TASK BRIEF: Please copy each line of the data that includes the string "instance".

MATERIAL PROVIDED:

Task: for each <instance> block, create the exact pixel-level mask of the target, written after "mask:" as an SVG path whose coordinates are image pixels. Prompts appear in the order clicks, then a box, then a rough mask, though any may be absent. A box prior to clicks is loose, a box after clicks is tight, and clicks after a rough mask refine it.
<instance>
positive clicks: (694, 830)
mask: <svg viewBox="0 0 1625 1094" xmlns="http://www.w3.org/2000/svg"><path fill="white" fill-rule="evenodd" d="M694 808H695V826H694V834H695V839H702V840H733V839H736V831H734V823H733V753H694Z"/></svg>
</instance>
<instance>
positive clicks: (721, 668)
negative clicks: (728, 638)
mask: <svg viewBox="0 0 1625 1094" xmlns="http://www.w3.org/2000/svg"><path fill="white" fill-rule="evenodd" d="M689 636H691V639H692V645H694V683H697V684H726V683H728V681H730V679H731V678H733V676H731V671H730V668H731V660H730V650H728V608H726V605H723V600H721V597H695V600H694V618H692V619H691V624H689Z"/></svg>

EXPECTED OUTPUT:
Task: for each <instance> block, create the exact pixel-level mask of the target, written after "mask:" as an SVG path whose coordinates are image pixels. Prompts appear in the order clicks, then a box, then a rough mask, though any may be absent. A box prior to clicks is loose, a box after clicks is tight, and clicks after a rough mask refine it.
<instance>
</instance>
<instance>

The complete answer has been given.